Whoop de doo! I hear this with an eye roll accompanying it. But that’s not what it means really. Rather, it should be heard like an exaltation. But unfortunately, like many things, it’s true meaning has been lost. We have tainted it. I find it sad…too many good things have lost their luster, and become a sarcastic expression to convey excruciating boredom or even pain. Is this what the holidays have become?
This week, as with many homes across America, my house will be filled to the brim with family. It’s kind of a weird year, because it is the last Thanksgiving where my daughter lives at home. Now don’t get me wrong, I plan on her being home for the next several Thanksgivings, but that’s not really a requirement anymore now is it? School might be crazy preventing her from coming, a job might get in the way, and who knows how long before she’s missing the holidays because she’s spending them with a boy??? It’s all a bit too real..

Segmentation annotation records

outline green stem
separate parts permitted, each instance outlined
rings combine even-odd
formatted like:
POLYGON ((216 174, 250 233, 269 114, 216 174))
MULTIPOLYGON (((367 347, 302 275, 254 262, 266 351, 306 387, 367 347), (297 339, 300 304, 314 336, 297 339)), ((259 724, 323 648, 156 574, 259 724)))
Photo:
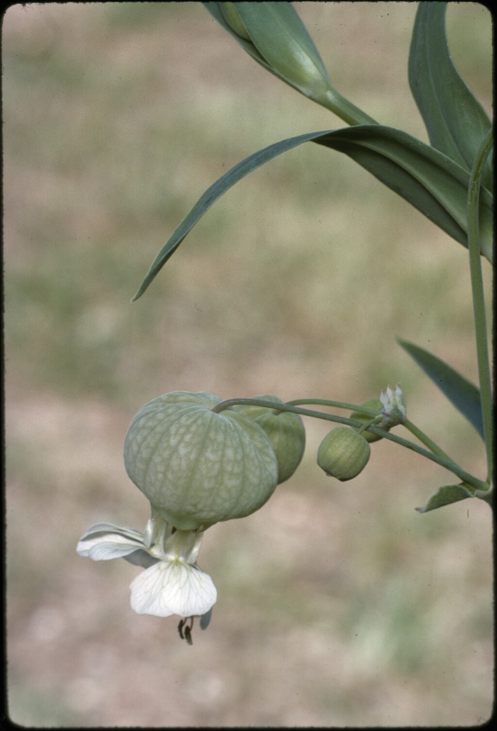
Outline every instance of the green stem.
MULTIPOLYGON (((313 411, 310 409, 301 409, 300 406, 290 406, 288 404, 275 404, 274 401, 266 401, 262 398, 229 398, 225 401, 220 401, 212 411, 218 414, 223 409, 228 409, 229 406, 236 406, 236 404, 264 406, 265 409, 270 409, 273 412, 274 410, 277 412, 291 412, 293 414, 299 414, 301 416, 312 416, 316 419, 324 419, 326 421, 333 421, 338 424, 345 424, 346 426, 361 427, 364 424, 364 422, 357 421, 356 419, 345 419, 344 417, 336 416, 335 414, 325 414, 323 412, 313 411)), ((385 439, 395 442, 402 447, 406 447, 413 452, 416 452, 422 457, 426 457, 427 459, 431 460, 432 462, 436 462, 441 467, 445 467, 449 472, 456 474, 461 480, 468 482, 469 485, 476 488, 477 490, 488 490, 488 485, 486 482, 478 480, 477 477, 466 472, 452 460, 447 461, 444 459, 443 457, 440 457, 433 452, 428 452, 427 450, 424 450, 412 442, 408 442, 407 439, 403 439, 401 436, 395 436, 394 434, 391 434, 384 429, 380 429, 377 426, 370 426, 368 427, 368 430, 373 434, 378 434, 378 436, 383 436, 385 439)))
POLYGON ((330 112, 333 112, 347 124, 378 124, 375 119, 370 117, 369 114, 356 107, 335 89, 332 91, 330 89, 324 94, 311 98, 322 107, 326 107, 330 112))
POLYGON ((441 449, 438 444, 436 444, 433 439, 430 439, 424 431, 419 429, 415 424, 413 424, 411 421, 406 419, 403 425, 406 429, 408 429, 411 434, 414 434, 422 444, 427 447, 434 454, 438 455, 439 457, 443 457, 444 459, 446 459, 449 462, 453 462, 454 461, 451 459, 449 455, 446 454, 444 450, 441 449))
POLYGON ((332 406, 333 409, 345 409, 347 411, 360 412, 367 416, 379 416, 381 413, 378 409, 370 409, 369 406, 363 406, 356 404, 347 404, 345 401, 330 401, 327 398, 295 398, 291 401, 286 401, 289 406, 297 406, 301 404, 315 404, 320 406, 332 406))
POLYGON ((485 297, 482 278, 482 262, 479 250, 479 226, 478 202, 483 167, 492 148, 493 129, 489 129, 482 143, 474 161, 468 188, 468 249, 469 250, 469 269, 473 292, 473 310, 477 339, 477 357, 479 377, 480 400, 483 419, 483 435, 487 451, 487 479, 493 471, 493 399, 490 368, 487 343, 487 325, 485 322, 485 297))

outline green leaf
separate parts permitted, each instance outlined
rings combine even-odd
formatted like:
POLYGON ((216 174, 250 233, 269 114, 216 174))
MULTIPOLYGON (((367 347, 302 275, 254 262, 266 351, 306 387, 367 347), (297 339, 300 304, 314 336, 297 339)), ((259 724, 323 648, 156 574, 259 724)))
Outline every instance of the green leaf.
MULTIPOLYGON (((450 57, 446 10, 444 2, 419 3, 409 53, 409 84, 431 145, 470 171, 491 122, 450 57)), ((490 160, 483 184, 493 192, 490 160)))
POLYGON ((451 503, 458 502, 459 500, 465 500, 466 498, 472 498, 473 493, 464 486, 464 483, 460 485, 446 485, 443 488, 438 488, 433 493, 426 501, 422 507, 416 507, 418 512, 427 512, 428 510, 435 510, 438 507, 443 507, 444 505, 450 505, 451 503))
MULTIPOLYGON (((277 155, 309 141, 348 155, 457 241, 468 246, 469 175, 452 160, 406 132, 379 124, 309 132, 250 155, 208 188, 159 251, 132 302, 143 295, 189 231, 227 190, 277 155)), ((482 188, 481 247, 489 261, 492 260, 492 196, 482 188)))
POLYGON ((258 63, 282 80, 311 98, 331 89, 318 49, 291 3, 203 4, 258 63))
POLYGON ((419 345, 400 338, 397 340, 449 401, 466 417, 482 439, 485 439, 479 389, 436 355, 432 355, 419 345))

Goal A: Repeat word for word the part of the Thanksgiving post that begins at the words "This week, as" and stops after "bit too real..".
Goal B: Render this sentence from the Thanksgiving post in Spanish: "This week, as with many homes across America, my house will be filled to the brim with family."

Exercise solution A:
This week, as with many homes across America, my house will be filled to the brim with family. It’s kind of a weird year, because it is the last Thanksgiving where my daughter lives at home. Now don’t get me wrong, I plan on her being home for the next several Thanksgivings, but that’s not really a requirement anymore now is it? School might be crazy preventing her from coming, a job might get in the way, and who knows how long before she’s missing the holidays because she’s spending them with a boy??? It’s all a bit too real..

Exercise solution B: Esta semana, como en muchos hogares de Estados Unidos, mi casa estará llena a rebosar de familia.